**Challenge A**
Decide whether each statement below agrees with the stock market article. Answer yes or no for each, and quote the words of the article that decide it. (i) Japan's Nikkei 225 ended overnight as much as six per cent up. (ii) The FTSE 100 closed at about 8600 on 2 April. (iii) S&P 500 futures were showing a fall.
**Challenge B**
Pick up the article on the stock market's fall after the tariff announcement and continue it from its final sentence.

**Extract provided**

After what has seemed like non-stop falls in a “bloodbath” for the global stock markets since Donald Trump announced his tariff plan last week, the first signs of green were on show again on Tuesday.
Overnight, both China’s Hang Seng and Japan’s Nikkei 225 ended in positive territory, the latter as much as six per cent up. In the UK, the FTSE 100 was up more than two per cent after two hours of morning trading, while in Europe the CAC 40, the DAX and the Euronext were all up between 1.3 to 1.7 per cent.
Even Stateside, where the stock market rout has been so pronounced following the escalation of Trump’s potential trade war, S&P 500 futures were showing a rise of more than 1.3 per cent.
Investors were finally getting some relief from the sharp drops and some were even cautiously looking to buy back in. But is this really the end of the stock market’s reaction to the tariffs?
How much was the fall?
Depending on where you take the start of the sell-off will give different results – as, of course, will the index you look at.
For example, the FTSE 100 closed at about 8600 on 2 April, before the American president spoke. Now just above 7840 at the time of writing, that’s just under a nine per cent drop all told – but if we factor in slightly longer timeframes to consider that investors were already spooked beforehand on the mere suggestion of what the tariffs might entail, the drop is larger.

**Data**

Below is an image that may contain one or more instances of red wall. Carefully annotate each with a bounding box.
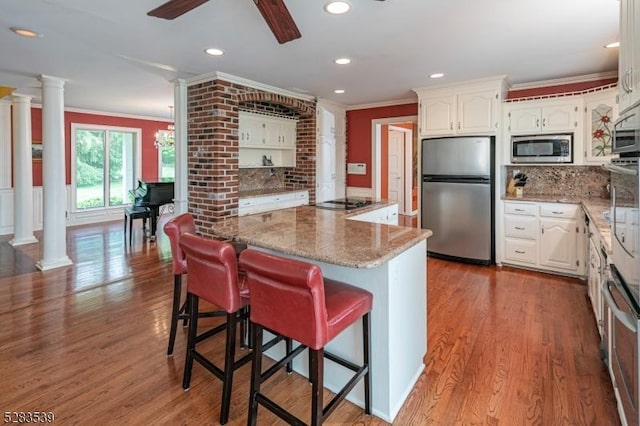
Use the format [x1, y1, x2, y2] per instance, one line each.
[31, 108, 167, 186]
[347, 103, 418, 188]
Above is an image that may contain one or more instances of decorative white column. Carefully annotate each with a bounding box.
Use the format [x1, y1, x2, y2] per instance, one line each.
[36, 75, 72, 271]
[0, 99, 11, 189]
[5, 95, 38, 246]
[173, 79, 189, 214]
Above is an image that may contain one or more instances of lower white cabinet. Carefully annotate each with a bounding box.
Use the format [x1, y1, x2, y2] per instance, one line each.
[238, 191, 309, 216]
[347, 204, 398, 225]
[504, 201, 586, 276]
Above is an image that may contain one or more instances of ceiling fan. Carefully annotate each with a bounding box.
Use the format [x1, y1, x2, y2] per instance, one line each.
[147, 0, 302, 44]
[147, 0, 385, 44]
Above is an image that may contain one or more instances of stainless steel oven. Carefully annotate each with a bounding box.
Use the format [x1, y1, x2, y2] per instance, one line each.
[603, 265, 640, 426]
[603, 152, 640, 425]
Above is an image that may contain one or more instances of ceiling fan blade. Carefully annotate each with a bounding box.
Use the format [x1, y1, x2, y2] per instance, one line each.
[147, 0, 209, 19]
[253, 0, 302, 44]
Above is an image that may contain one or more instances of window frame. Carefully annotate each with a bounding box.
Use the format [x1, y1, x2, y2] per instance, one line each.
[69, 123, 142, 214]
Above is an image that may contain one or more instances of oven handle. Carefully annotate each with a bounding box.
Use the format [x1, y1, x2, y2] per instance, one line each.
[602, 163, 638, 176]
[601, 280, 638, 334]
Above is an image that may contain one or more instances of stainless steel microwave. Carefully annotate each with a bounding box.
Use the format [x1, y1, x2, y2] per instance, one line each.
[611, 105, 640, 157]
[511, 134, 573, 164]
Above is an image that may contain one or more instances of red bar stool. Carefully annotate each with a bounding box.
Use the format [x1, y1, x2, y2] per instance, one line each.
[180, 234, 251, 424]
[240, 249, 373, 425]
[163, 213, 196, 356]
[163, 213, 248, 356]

**Output A**
(i) Yes: "the latter as much as six per cent up"
(ii) Yes: "the FTSE 100 closed at about 8600 on 2 April"
(iii) No: "S&P 500 futures were showing a rise of more than 1.3 per cent"

**Output B**
Stock markets hate uncertainty more than anything, and the Trump administration kept matters very quiet as to what the tariffs would entail, so naturally there was a risk-off selling spree even before the measures were announced.
Between the 25 March and the 7 April, for example, the S&P 500 in the US fell more than 12 per cent – but it’s down almost 18 per cent if we take a recent high in mid-February as the start point of the selling.
In total, more than £6.5tn was wiped off global stock markets across the most dramatic part of the post-Liberation Day sell-off.
Is this the end of the selling?
This one is one of two “impossible to know” questions – nobody can predict the market with any kind of accuracy across any kind of prolonged period.
It would take just one new proclamation from Trump to make stock markets surge in either direction. On the mere rumour of a tariff pause on Monday, for example, several US equities shot up by more than five per cent in minutes – before the White House shot down those suggestions and they resumed the sell off.
Even so, the losses were less-severe and there did seem to be something of a bottoming out – with futures markets showing a likely rebound to start the day with in America. Apple (1.3 per cent), Nvidia (2.4pc), Amazon (1.7pc), Nike (2.7pc) and Tesla (1.5pc) all took a hammering over the likely impact of tariffs and trade wars, and all were in the green ahead of the markets in New York opening on Tuesday,
“After multiple punishing sessions, stock markets appear to have started their road to recovery,” Russ Mould, investment director at AJ Bell, said. But he cautioned over the fragility of investor mentality right now.
“The Nasdaq ended Monday with a very small gain, while the S&P 500 was only down 0.2 per cent. It suggests investors are slowly regaining confidence, perhaps in the belief that an actual breakthrough on tariffs – either a temporary pause or positive negotiations – could unleash the mother of all rebound rallies.”
What comes next?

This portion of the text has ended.